_QUOTED TEXT_
How safe is it to host sensitive data on repository sites like github, bitbucket, etc.?

alien picture alien · Oct 28, 2011 · Viewed 25.2k times · Source

This is just a question out of curiosity. I am wondering how safe it is generally considered to host sensitive data on repository websites like Github, Bitbucket, etc.? Is it safe enough to get rid of all code on local machines and just store it all on there? How about safety in the sense of keeping company secrets? I notice these sites tout big companies like Google and Yahoo use their services, but do these big companies actually store their trade secrets and important company code on websites like this?

Github has a page (http://help.github.com/security), which has some interesting information, that shows they are marketing it as something fool proof like I described. But in practice, do big companies like Google really find that their proprietary secrets and massive amounts of code are really safe from prying eyes and disastrous occurrences on sites like these?

Answer

Christian Specht picture Christian Specht · Oct 28, 2011

As always, it depends :-)

_RECORD SET_
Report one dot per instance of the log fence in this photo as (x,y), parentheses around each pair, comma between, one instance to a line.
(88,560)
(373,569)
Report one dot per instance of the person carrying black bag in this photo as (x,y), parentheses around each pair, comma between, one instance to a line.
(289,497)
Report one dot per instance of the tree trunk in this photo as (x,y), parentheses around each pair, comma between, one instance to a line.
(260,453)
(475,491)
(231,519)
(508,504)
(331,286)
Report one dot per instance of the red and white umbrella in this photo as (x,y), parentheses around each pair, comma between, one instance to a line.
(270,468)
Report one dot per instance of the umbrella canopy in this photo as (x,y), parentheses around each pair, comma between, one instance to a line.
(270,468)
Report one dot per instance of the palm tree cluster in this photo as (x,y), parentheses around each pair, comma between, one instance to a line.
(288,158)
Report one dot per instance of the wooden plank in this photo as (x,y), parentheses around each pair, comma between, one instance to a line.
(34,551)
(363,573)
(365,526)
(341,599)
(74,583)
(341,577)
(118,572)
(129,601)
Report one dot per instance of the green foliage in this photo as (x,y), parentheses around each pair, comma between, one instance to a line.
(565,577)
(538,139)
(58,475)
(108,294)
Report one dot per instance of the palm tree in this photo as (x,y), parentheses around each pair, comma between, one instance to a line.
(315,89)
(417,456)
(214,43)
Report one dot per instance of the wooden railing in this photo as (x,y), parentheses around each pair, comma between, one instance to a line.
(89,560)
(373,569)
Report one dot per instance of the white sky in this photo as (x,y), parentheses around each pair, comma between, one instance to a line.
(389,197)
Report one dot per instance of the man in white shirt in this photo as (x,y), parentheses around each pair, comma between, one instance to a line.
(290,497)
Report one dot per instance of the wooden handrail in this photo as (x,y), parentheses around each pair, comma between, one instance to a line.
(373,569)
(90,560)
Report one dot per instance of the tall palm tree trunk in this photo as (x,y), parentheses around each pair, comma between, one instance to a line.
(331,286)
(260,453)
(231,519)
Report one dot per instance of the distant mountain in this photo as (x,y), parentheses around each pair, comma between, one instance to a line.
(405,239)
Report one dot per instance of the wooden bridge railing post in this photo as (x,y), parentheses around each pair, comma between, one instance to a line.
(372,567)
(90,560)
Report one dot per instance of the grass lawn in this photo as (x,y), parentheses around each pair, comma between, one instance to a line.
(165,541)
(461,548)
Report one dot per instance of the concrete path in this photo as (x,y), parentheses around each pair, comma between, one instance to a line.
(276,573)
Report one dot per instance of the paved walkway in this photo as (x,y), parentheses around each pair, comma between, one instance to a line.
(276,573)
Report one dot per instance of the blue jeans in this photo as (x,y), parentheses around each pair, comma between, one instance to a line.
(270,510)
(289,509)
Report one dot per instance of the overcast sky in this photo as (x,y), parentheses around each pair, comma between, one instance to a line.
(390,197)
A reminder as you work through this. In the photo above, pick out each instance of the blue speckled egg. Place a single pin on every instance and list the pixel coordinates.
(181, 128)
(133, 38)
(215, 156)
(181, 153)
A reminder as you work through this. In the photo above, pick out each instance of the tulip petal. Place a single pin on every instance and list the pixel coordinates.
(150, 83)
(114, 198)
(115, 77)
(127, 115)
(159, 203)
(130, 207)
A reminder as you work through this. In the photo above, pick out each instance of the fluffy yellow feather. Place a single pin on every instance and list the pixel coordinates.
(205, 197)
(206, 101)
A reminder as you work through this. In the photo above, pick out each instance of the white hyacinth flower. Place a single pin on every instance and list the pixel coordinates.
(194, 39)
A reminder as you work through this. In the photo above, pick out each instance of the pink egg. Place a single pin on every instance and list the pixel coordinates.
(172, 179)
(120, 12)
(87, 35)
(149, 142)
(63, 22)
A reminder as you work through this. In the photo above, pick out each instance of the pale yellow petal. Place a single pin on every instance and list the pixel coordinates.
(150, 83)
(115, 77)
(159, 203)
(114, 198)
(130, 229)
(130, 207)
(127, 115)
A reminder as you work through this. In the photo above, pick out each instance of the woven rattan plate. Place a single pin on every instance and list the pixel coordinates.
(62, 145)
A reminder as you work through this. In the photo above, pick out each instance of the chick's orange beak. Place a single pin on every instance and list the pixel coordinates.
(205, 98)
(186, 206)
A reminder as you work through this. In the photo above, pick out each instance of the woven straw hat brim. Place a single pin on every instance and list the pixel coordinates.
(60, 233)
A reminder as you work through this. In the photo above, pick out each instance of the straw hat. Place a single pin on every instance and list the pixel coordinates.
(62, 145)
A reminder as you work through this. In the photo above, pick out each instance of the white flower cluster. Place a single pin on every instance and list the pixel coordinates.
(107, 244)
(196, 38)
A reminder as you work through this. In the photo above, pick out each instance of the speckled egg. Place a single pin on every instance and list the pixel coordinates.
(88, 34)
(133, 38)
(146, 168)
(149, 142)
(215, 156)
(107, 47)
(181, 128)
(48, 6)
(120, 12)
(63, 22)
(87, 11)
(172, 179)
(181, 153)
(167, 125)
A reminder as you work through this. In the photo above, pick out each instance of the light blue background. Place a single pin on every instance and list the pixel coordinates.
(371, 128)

_THE TASK_
Write the next part of the forum thread on hosting sensitive code on sites like GitHub and Bitbucket, carrying on the answer after "As always, it depends :-)".

_RESULT BELOW_
There can be two different meanings of "safety":

  1. Can I trust the hoster to keep my stuff (intellectual property, company secrets...) private?
  2. What happens to my code if the hoster suddenly goes out of service?

For 1., there is no 100% guarantee.
Of course, the big hosters like GitHub and Bitbucket won't share your code intentionally with third parties, but there is always the possibility that some hacker manages to get the content of your private repositories.
(this could happen to you as well if you host your code internally in your company, but this is unlikely, because unless your company is as known as, say, Google, the chance of someone trying to attack your company is much smaller than the chance of someone trying to attack a well-known public hoster).

Plus, you have to consider the laws of the country where the hoster resides.
A few weeks ago I read somewhere that if your hoster is in the USA, they can be forced by law to give your data to the US government under certain circumstances, and they are not even allowed to tell you about that (I don't remember the name of the law, but maybe someone else knows).

I guess that all this causes most "big" companies to not host their code on a public service (my company is mid-sized, and we host our code private as well).

By the way, as you mentioned Google:
I'm sure that especially Google does not use Bitbucket or GitHub. They have the complete infrastructure for project hosting themselves, so I guess they are using it internally, too. Why should they use an external service? It's in the cloud, yes...but it's their cloud.

Concerning 2.: it's unlikely that GitHub or Bitbucket will go bankrupt tomorrow, but you never know.
IMO it's your responsibility to take backups of your code yourself.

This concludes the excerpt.